--- Start ---

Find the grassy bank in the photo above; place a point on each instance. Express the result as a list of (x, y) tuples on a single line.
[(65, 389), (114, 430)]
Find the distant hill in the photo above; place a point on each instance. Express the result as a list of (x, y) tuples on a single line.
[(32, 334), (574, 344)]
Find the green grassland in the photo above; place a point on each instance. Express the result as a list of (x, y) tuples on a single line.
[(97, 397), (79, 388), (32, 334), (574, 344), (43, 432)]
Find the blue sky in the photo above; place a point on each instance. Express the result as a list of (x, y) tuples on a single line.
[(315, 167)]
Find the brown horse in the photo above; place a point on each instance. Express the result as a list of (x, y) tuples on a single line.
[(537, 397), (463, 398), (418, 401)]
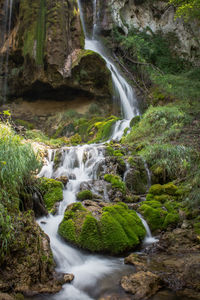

--- End ---

# PROBLEM REQUIREMENTS
Could you update every row above by replacing "photo above" with "image above" while keeping everything else the same? Leave the pictures out of your answer.

# SOLUTION TO THIS PROBLEM
Find the grassy bank in the image above; place a point on each instance. Express the result as a list of (x, y) tuples on a single line.
[(65, 389), (114, 430)]
Find the distant hill in the image above; place a point on each instance. Express the result as a list of (x, y) tuples on a single line.
[(32, 334), (574, 344)]
Find the green grassland in the image above; place a point on each instance. Express the result as a list of (x, y) tuples on a single line.
[(97, 397), (79, 388), (32, 334), (574, 344), (43, 432)]
Find the blue sky in the image above; place a point on each instance. Express the result as a list of (x, y) tuples on a single line.
[(315, 167)]
Find the brown horse in the image above; place a point on each instance. Express the result as a list of (x, y) tuples on a single line.
[(537, 397), (463, 398), (418, 401)]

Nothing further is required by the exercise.